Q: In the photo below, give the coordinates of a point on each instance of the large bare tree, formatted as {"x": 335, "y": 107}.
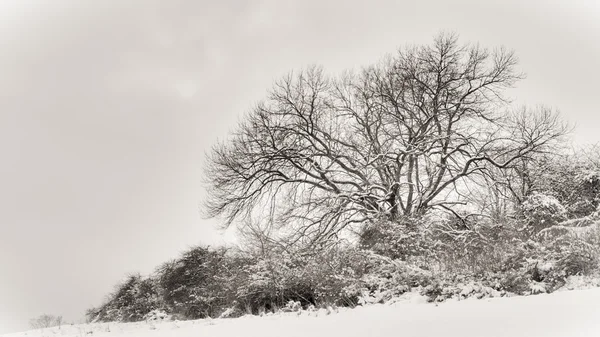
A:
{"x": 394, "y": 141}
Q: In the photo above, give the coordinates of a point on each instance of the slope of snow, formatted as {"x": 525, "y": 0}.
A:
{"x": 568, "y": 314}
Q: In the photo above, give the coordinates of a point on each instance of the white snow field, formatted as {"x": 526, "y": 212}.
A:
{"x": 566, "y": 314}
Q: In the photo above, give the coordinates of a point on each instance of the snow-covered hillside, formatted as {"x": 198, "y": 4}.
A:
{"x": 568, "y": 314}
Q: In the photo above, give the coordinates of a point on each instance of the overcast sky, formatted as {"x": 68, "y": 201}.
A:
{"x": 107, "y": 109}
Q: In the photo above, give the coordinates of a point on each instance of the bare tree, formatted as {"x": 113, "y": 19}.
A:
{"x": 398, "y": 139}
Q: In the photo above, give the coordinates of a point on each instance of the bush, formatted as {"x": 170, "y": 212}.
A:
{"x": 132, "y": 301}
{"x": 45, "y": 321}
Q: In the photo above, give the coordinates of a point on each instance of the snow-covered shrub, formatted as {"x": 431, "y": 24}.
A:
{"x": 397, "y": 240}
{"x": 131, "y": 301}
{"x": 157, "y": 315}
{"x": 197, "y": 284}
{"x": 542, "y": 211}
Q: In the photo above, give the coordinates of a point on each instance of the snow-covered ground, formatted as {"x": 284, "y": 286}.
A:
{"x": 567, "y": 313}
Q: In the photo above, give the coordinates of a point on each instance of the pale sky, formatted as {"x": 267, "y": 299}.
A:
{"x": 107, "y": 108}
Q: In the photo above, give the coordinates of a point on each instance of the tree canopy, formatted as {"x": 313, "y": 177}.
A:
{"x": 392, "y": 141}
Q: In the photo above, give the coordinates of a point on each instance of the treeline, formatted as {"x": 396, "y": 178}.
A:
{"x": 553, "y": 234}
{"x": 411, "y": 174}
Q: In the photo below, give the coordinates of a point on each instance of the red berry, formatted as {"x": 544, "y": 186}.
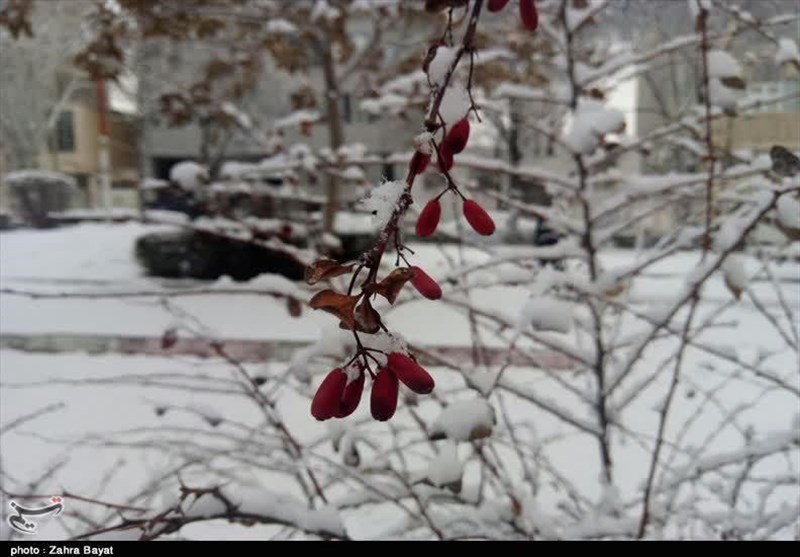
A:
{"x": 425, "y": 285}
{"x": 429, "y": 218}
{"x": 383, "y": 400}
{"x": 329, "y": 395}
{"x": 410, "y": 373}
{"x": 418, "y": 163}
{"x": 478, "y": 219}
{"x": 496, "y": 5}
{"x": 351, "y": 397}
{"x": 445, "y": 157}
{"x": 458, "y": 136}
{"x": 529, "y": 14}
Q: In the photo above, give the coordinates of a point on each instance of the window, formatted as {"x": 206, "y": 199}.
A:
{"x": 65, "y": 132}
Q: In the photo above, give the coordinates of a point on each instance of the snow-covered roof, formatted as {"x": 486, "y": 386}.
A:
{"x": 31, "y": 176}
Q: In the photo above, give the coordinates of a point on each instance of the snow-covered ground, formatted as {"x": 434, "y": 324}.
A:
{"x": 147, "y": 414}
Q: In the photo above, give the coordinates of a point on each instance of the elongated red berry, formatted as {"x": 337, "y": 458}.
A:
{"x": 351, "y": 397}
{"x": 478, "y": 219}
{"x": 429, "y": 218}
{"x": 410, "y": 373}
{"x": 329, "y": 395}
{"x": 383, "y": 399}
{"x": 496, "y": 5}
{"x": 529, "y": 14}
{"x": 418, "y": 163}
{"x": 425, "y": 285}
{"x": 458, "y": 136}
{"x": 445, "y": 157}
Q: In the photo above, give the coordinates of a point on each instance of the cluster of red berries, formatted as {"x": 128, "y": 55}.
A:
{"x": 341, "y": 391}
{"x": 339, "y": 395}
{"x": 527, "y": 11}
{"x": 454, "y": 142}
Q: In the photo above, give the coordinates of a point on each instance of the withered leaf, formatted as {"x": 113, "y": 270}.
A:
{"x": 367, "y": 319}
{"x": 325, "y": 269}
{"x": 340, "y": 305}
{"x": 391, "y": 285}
******
Task details »
Copy out, character for character, the part of the records that opens with the line containing "of the cluster" and closes at the end of the records, including both of those ends.

Exercise response »
Q: In the photo above, give the coordinates of a point on each instance of the cluster of red berries, formatted as {"x": 128, "y": 55}.
A:
{"x": 341, "y": 391}
{"x": 339, "y": 395}
{"x": 527, "y": 11}
{"x": 454, "y": 142}
Q: In the photo above, give the coordinates of a point on each instance of the withered leaf, formatted as {"x": 113, "y": 270}.
A:
{"x": 367, "y": 319}
{"x": 325, "y": 269}
{"x": 340, "y": 305}
{"x": 391, "y": 285}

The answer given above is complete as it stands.